TASK A: In the river cruise account, switch "stars" to "moon" and write out the passage starting with "Jani pulled the" and going on through "good for us.".

— begin TEXT —

Further down river we had yet another sighting and as with a couple of these views the moment is either so fleeting or mostly obscured that it does make photography difficult with an ordinary camera. On the way back to the Lodge we continued our joke with Joanne telling her that despite having now seen seven orangs (including the baby) until we had seen pygmy elephants and crocodiles failure with the turtles had not been compensated.

For the afternoon cruise Joanne suggested that since we had a good number of sightings of orangs we make quick progress further down the river in the hope of seeing elephants. I think Jani the boatman must have super-natural intuition as he took us almost directly to a junction with a tributary where in full view, and with only one boat in front of us, were three adults and two young elephants. Jani navigated the boat very close to these magnificent creatures as they shredded the river grass. Slightly distant down the tributary was the rest of the herd, we estimated there could be as many as a dozen in total.


We had a long look watching one of the elephants clearing logs left as flotsam by the logging rafts before the rest of the convoy of about eight boats turned up and in turn unsettle the elephants with their young to turn tail and head back up the tributary.

Our package with Audley allowed us a private boat whereby the boats arriving had upwards of eight people in each and the clamouring for position is too much for the animals. Some of the boats took advantage of the clearing that had been done by the elephant to chase them downstream, but all they achieved was exactly that, they chased them away.

Jani was much wiser, he backed out and sailed down river to where he considered they would reappear and there was already an elephant there ripping away at the grass. We sat alone, almost within touching distance, as she took no notice of us and continued feeding. We watched for ages before the convoy caught up and spoilt the moment. By this time we were getting hot, so as the elephant turned its back on the rest, they could have their fleeting look which was all they deserved for their callous chasing.

We had booked the night cruise with Jani, so as we sailed back to Melapi for tea and donuts we had still more stories to tell to our fellow Audley travelling companions, Simon and Monica, who had yet to see a orang-utan so our seventh sighting was a bit embarrassing. But it was taken in friendly banter.

After dinner the night cruise proved that the river could be just as magical with fewer sightings. As the boat left the jetty with Jani and Joanne manning the spotlights we must have travelled ten yards and Jani was pulling the boat to the side. There, perched on a branch, was a beautiful Buffy Owl, but it had been too quick as we struggled to get our cameras out of the bag the bird took flight. Lesson to be learnt, always be ready from the outset. We then saw a beautiful kingfisher perched, almost posing and how Jani picked out a baby crocodile is beyond me, I just saw a pair of eyes before it submerged. After the turning point we saw a monitor lizard just stretched out along a branch, perhaps five foot from head to tail, just watching the world go by and flicking out a tongue to catch the unsuspecting fly.

Jani pulled the boat over to the centre of the river, cut the engines and with just him and Joanne, sat in silence, looked up at the stars and took in the sounds of the river. It was a moment when it was impossible not to feel emotional.

There was still time for Jani to show us his fantastic awareness when he spotted a bigger, but still very long crocodile, this time our view was perfect. On arrival back at the Melapi it was time to say goodbye to Jani and his wonderful skills. Time to say goodbye to the Kinabatagan River, that had been so good for us.

— end TEXT —
— begin INPUT —

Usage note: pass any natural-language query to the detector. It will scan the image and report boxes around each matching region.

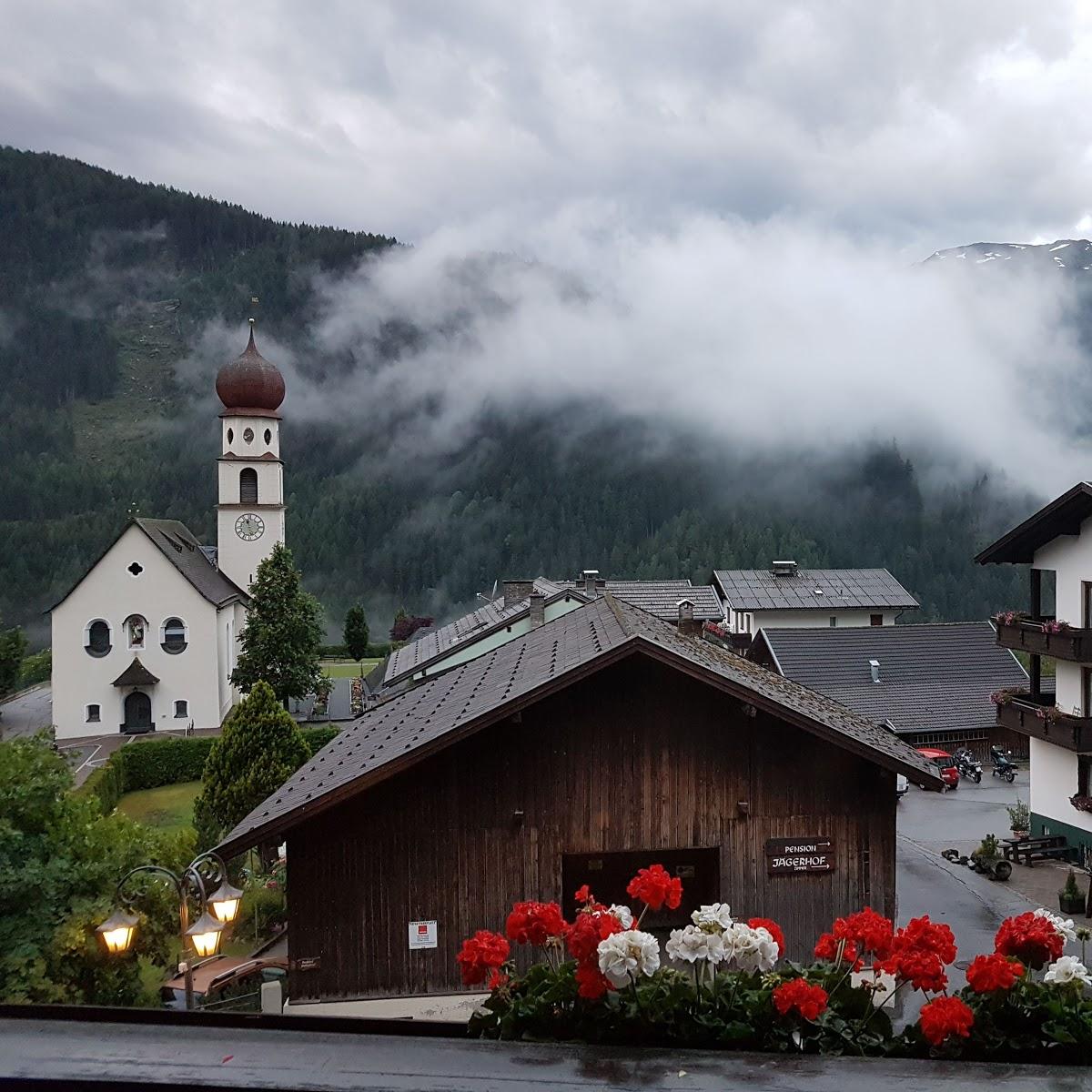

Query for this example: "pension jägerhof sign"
[765,837,834,875]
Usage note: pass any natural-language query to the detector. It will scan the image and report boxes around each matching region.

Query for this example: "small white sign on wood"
[410,922,436,951]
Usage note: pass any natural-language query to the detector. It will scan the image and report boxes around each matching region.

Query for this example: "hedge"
[76,724,339,814]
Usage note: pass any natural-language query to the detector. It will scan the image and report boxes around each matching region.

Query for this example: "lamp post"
[95,853,242,1009]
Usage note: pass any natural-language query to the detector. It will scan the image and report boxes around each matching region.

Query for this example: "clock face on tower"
[235,512,266,541]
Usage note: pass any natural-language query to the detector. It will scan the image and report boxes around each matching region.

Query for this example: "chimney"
[531,592,546,629]
[675,600,701,634]
[503,580,535,607]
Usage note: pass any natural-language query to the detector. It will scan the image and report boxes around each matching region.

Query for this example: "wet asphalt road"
[897,770,1032,988]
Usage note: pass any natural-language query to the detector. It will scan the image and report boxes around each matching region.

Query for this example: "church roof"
[110,656,159,686]
[49,517,250,611]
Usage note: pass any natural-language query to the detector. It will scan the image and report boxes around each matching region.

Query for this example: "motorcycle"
[989,744,1016,785]
[952,747,982,785]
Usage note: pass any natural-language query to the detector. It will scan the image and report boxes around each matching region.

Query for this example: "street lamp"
[95,853,242,1009]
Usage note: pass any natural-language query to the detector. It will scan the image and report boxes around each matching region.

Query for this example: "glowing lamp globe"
[186,911,224,959]
[95,910,140,956]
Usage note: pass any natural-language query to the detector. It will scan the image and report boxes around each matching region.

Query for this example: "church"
[51,320,285,739]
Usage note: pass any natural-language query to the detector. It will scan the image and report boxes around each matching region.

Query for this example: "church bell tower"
[217,318,284,591]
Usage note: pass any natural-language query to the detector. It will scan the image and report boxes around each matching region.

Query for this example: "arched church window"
[160,618,189,654]
[239,466,258,504]
[125,615,147,652]
[83,618,110,656]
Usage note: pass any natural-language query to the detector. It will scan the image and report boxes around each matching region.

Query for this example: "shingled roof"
[750,622,1027,733]
[49,518,250,611]
[219,595,940,855]
[553,580,724,622]
[383,578,566,686]
[713,569,918,611]
[976,481,1092,564]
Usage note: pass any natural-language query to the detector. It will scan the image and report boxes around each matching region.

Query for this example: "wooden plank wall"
[288,654,895,1000]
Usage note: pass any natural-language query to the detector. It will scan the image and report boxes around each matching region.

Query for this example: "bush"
[18,649,54,689]
[118,736,214,793]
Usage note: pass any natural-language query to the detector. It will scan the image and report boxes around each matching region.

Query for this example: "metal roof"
[220,595,940,855]
[713,569,918,611]
[383,577,566,686]
[976,481,1092,564]
[553,580,724,622]
[753,622,1027,733]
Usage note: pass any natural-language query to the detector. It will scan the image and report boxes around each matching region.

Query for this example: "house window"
[125,615,147,652]
[239,466,258,504]
[83,618,110,656]
[162,618,187,655]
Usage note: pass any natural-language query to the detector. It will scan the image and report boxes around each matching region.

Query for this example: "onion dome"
[217,326,284,414]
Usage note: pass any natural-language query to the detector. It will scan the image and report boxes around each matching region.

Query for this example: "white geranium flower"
[597,929,660,988]
[666,925,724,963]
[690,902,732,929]
[607,902,633,929]
[1036,906,1077,945]
[723,922,777,974]
[1043,956,1092,986]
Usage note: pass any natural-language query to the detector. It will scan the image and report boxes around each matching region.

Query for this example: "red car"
[917,747,959,788]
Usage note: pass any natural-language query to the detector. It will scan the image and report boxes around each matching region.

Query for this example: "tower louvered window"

— end INPUT —

TASK B: How many lines of the records contain the string "lamp"? Case counts, and the answer should be the number alone.

REPLY A:
Jani pulled the boat over to the centre of the river, cut the engines and with just him and Joanne, sat in silence, looked up at the moon and took in the sounds of the river. It was a moment when it was impossible not to feel emotional.

There was still time for Jani to show us his fantastic awareness when he spotted a bigger, but still very long crocodile, this time our view was perfect. On arrival back at the Melapi it was time to say goodbye to Jani and his wonderful skills. Time to say goodbye to the Kinabatagan River, that had been so good for us.

REPLY B: 3